- [PROBLEM DETAILS]: Please reproduce every one of the records below word for word, leaving the pictures out of your answer.

__________

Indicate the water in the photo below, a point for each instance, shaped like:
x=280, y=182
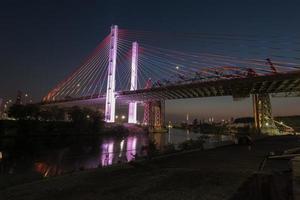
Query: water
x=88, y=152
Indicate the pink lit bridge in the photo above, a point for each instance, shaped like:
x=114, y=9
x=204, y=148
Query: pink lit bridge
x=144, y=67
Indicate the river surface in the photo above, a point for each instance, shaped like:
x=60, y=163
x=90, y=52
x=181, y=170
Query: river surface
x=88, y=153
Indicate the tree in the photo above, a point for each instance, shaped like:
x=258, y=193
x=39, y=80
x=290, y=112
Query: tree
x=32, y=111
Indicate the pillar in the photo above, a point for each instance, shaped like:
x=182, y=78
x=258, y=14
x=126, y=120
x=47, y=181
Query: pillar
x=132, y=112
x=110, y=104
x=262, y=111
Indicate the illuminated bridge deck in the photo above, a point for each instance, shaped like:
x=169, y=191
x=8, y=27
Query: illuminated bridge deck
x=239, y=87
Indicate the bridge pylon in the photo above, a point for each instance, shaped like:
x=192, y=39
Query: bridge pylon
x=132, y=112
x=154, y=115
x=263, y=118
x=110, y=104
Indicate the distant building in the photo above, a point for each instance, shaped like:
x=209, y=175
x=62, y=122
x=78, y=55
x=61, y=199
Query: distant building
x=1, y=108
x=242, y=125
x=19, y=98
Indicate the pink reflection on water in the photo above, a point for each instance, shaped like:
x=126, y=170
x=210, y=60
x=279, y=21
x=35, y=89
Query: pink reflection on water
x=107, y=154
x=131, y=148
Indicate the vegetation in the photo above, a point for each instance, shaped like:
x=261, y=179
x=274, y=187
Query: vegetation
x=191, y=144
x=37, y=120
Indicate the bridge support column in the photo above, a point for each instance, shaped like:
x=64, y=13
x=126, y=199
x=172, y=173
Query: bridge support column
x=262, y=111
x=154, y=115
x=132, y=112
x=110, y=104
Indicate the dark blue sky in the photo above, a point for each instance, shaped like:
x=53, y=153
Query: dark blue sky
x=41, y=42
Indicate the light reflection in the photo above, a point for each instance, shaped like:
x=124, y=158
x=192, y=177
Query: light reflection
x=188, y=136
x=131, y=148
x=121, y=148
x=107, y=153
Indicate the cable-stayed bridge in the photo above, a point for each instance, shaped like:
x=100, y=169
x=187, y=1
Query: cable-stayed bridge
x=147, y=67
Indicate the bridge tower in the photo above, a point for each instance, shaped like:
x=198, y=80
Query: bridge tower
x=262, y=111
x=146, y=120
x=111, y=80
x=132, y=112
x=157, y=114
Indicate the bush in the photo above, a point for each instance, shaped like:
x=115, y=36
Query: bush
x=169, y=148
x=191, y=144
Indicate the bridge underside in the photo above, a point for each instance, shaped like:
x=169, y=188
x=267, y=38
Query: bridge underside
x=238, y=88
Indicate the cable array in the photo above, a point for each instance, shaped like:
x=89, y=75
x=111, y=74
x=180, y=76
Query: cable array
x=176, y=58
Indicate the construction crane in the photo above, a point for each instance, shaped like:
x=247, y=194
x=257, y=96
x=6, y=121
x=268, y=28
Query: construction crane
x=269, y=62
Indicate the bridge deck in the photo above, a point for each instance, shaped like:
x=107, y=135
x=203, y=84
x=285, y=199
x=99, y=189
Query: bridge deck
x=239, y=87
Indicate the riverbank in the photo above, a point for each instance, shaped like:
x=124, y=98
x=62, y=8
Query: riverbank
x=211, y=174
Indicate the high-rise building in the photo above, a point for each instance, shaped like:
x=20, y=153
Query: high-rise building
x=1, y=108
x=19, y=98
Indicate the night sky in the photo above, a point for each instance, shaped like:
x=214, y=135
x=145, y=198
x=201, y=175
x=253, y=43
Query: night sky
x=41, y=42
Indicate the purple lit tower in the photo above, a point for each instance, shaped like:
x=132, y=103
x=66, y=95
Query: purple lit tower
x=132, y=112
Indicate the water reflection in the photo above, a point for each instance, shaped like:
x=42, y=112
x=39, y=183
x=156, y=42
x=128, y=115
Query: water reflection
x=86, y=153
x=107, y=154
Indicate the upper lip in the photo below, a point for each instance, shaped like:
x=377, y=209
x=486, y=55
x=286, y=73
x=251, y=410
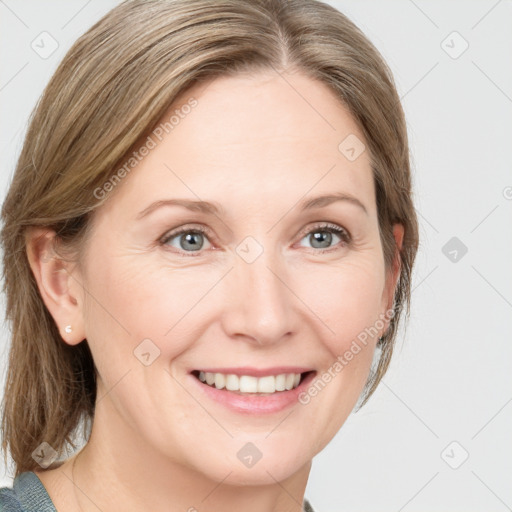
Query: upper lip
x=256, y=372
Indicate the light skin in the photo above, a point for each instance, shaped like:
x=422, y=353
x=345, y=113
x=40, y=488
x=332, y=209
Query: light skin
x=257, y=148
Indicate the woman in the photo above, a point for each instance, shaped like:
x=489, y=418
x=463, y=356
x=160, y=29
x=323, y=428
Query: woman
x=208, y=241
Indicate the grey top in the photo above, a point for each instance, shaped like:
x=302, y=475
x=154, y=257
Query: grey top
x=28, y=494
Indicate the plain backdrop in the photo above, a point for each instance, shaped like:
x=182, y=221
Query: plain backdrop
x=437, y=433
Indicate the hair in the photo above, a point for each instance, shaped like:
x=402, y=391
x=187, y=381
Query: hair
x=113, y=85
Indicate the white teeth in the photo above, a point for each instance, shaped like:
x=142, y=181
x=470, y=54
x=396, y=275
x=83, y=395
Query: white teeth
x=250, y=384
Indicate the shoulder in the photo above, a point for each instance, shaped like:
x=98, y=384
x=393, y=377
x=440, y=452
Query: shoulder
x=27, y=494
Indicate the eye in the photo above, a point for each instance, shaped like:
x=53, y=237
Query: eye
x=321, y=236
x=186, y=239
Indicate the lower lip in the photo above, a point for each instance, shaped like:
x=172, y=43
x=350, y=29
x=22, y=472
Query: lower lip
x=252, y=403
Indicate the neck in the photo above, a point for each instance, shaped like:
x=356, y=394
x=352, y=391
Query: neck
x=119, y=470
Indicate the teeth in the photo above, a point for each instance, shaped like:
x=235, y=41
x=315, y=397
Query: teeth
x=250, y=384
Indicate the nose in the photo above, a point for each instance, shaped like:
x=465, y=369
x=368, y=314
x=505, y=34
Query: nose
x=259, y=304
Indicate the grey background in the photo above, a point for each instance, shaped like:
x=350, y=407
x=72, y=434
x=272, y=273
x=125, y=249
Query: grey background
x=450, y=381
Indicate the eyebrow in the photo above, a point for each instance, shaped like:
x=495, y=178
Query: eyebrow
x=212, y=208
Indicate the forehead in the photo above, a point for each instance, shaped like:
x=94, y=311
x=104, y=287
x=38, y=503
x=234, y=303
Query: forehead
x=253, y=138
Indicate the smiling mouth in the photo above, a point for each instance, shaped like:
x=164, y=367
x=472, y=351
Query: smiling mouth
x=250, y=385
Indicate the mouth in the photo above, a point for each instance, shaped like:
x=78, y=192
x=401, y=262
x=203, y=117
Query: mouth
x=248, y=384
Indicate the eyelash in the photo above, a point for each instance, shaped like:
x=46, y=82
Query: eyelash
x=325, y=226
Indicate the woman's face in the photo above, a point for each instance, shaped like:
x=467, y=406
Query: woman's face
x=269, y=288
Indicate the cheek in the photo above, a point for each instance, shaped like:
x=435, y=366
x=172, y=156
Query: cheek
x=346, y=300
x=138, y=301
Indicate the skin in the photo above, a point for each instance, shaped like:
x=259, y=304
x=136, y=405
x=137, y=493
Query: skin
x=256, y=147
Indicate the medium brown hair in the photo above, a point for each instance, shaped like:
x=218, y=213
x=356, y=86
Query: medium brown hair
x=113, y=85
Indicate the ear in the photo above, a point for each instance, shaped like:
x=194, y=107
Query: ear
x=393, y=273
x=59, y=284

__________

- [WRITTEN SOLUTION]:
Indicate the water in the photo below, a point for each instance, shaped like:
x=280, y=182
Query: water
x=88, y=152
Indicate the pink lit bridge in the photo above, a point for each instance, shaped like:
x=114, y=9
x=204, y=148
Query: pink lit bridge
x=144, y=67
Indicate the river surface in the photo above, a point for each instance, shaped like:
x=60, y=163
x=90, y=52
x=181, y=170
Query: river surface
x=88, y=153
Indicate the tree in the photo above, a point for each instance, shaped like:
x=258, y=193
x=39, y=80
x=290, y=112
Query: tree
x=32, y=111
Indicate the pillar in the photo above, a point for each instance, shaped like:
x=182, y=78
x=258, y=14
x=126, y=120
x=47, y=181
Query: pillar
x=132, y=112
x=110, y=104
x=262, y=111
Indicate the illuminated bridge deck in the photo above, a point for each instance, shaped like:
x=169, y=191
x=8, y=27
Query: illuminated bridge deck
x=239, y=87
Indicate the bridge pylon in the photo above, a point for each instance, shaped like:
x=192, y=39
Query: bridge pylon
x=132, y=112
x=154, y=115
x=263, y=118
x=110, y=104
Indicate the distant building in the photo above, a point for each instance, shaped like:
x=209, y=175
x=62, y=122
x=78, y=55
x=61, y=199
Query: distant building
x=1, y=108
x=242, y=125
x=19, y=98
Indicate the pink reflection on water in the photo above, a point for each instance, shaped like:
x=126, y=170
x=210, y=60
x=279, y=21
x=35, y=89
Query: pink reflection on water
x=107, y=154
x=131, y=148
Indicate the vegetation in the photo above, a point for each instance, shaped like:
x=261, y=179
x=274, y=187
Query: vegetation
x=191, y=144
x=37, y=120
Indicate the bridge support column in the photo above, a point for each instance, shaped like:
x=64, y=13
x=126, y=199
x=172, y=173
Query: bridge support column
x=262, y=111
x=154, y=115
x=132, y=112
x=110, y=104
Indicate the dark blue sky in the photo above, a point for each instance, shaped like:
x=53, y=153
Query: dark blue sky
x=41, y=42
Indicate the light reflection in the photo above, a point for each instance, shaped like:
x=124, y=158
x=192, y=177
Query: light reflection
x=188, y=136
x=131, y=148
x=121, y=148
x=107, y=153
Indicate the cable-stayed bridge in the photo above, a point for each instance, shaped like:
x=100, y=169
x=187, y=1
Query: cable-stayed bridge
x=147, y=67
Indicate the bridge tower in the photo above, a point for each instance, shaped like:
x=198, y=80
Query: bridge tower
x=262, y=111
x=146, y=120
x=111, y=80
x=132, y=112
x=157, y=114
Indicate the bush in the photo above, a point for each instance, shaped like:
x=115, y=36
Query: bush
x=169, y=148
x=191, y=144
Indicate the bridge underside in the photo above, a point for each instance, shaped like:
x=169, y=188
x=267, y=38
Query: bridge underside
x=238, y=88
Indicate the cable array in the photo above, a point for each instance, shaped like:
x=89, y=75
x=111, y=74
x=180, y=76
Query: cable array
x=176, y=58
Indicate the construction crane in the photo above, a point for each instance, shaped like:
x=247, y=194
x=257, y=96
x=6, y=121
x=268, y=28
Query: construction crane
x=269, y=62
Indicate the bridge deck in the photo above, a point for each instance, shaped like:
x=107, y=135
x=203, y=84
x=285, y=199
x=99, y=189
Query: bridge deck
x=239, y=87
Indicate the riverbank in the photo above, a point for each instance, shaped like:
x=124, y=98
x=62, y=8
Query: riverbank
x=211, y=174
Indicate the high-rise building in the photo above, a point for each instance, shaped like:
x=20, y=153
Query: high-rise building
x=1, y=108
x=19, y=98
Indicate the night sky in the photo above, a point for each instance, shaped like:
x=214, y=135
x=145, y=198
x=201, y=175
x=253, y=43
Query: night sky
x=41, y=42
Indicate the purple lit tower in the photo above, a point for each instance, shaped like:
x=132, y=103
x=66, y=95
Query: purple lit tower
x=132, y=112
Indicate the water reflection in the photo above, a point for each instance, shaped like:
x=42, y=112
x=39, y=183
x=156, y=42
x=128, y=115
Query: water reflection
x=86, y=153
x=107, y=154
Indicate the upper lip in the photo below, a point for each instance, shaped like:
x=377, y=209
x=486, y=55
x=286, y=73
x=251, y=410
Query: upper lip
x=256, y=372
Indicate the light skin in the photo above, a point for each instance, shaped like:
x=422, y=353
x=345, y=113
x=40, y=488
x=332, y=209
Query: light skin
x=257, y=148
Indicate the woman in the photo above, a point for each instance, shaped like:
x=489, y=418
x=463, y=356
x=160, y=29
x=323, y=428
Query: woman
x=208, y=241
Indicate the grey top in the photo above, a point for each instance, shaped like:
x=302, y=475
x=154, y=257
Query: grey top
x=28, y=494
Indicate the plain backdrop in the photo above, a point for each instance, shaped like:
x=182, y=221
Query: plain backdrop
x=437, y=433
Indicate the hair in the photo above, a point for each instance, shaped like:
x=402, y=391
x=187, y=381
Query: hair
x=113, y=85
Indicate the white teeth in the photo above, a point for each instance, shaped like:
x=142, y=181
x=470, y=54
x=396, y=275
x=83, y=395
Query: white teeth
x=250, y=384
Indicate the shoulder in the photo above, a point for each instance, shaped like:
x=98, y=384
x=393, y=377
x=440, y=452
Query: shoulder
x=27, y=494
Indicate the eye in the photo above, a point for each instance, shaped like:
x=53, y=237
Query: eye
x=321, y=236
x=186, y=239
Indicate the lower lip in the photo above, a point for each instance, shaped like:
x=172, y=43
x=350, y=29
x=22, y=472
Query: lower lip
x=252, y=403
Indicate the neck in the photo above, a point for each instance, shaped like:
x=356, y=394
x=352, y=391
Query: neck
x=119, y=470
Indicate the teeth in the photo above, a point for each instance, shaped like:
x=235, y=41
x=315, y=397
Query: teeth
x=250, y=384
Indicate the nose in the photo above, a point for each instance, shaped like:
x=465, y=369
x=368, y=314
x=505, y=34
Query: nose
x=259, y=304
Indicate the grey background in the photo above, a point for each instance, shaped like:
x=350, y=407
x=72, y=434
x=272, y=273
x=125, y=249
Query: grey background
x=450, y=381
Indicate the eyebrow in the photo above, a point for each instance, shaped like:
x=495, y=178
Query: eyebrow
x=212, y=208
Indicate the forehead in the photo above, a point for each instance, shaped like:
x=94, y=311
x=104, y=287
x=38, y=503
x=234, y=303
Query: forehead
x=253, y=138
Indicate the smiling mouth in the photo above, a point for each instance, shaped like:
x=164, y=367
x=472, y=351
Query: smiling mouth
x=250, y=385
Indicate the mouth in the photo above, a point for each instance, shaped like:
x=78, y=192
x=401, y=262
x=203, y=117
Query: mouth
x=248, y=384
Indicate the eyelash in the photo above, a point for each instance, shaped like:
x=46, y=82
Query: eyelash
x=325, y=226
Indicate the woman's face in the photo above, a point for each instance, shaped like:
x=467, y=406
Query: woman's face
x=269, y=288
Indicate the cheek in the photo above, a point for each instance, shaped like:
x=435, y=366
x=172, y=156
Query: cheek
x=346, y=300
x=138, y=301
Indicate the skin in the photo above, a point for each instance, shaped like:
x=259, y=304
x=136, y=405
x=137, y=493
Query: skin
x=256, y=147
Indicate the medium brown hair in the photo above, a point for each instance, shaped like:
x=218, y=213
x=356, y=86
Query: medium brown hair
x=113, y=85
Indicate the ear in the photo above, a point for each instance, shaped like:
x=194, y=107
Query: ear
x=393, y=273
x=59, y=284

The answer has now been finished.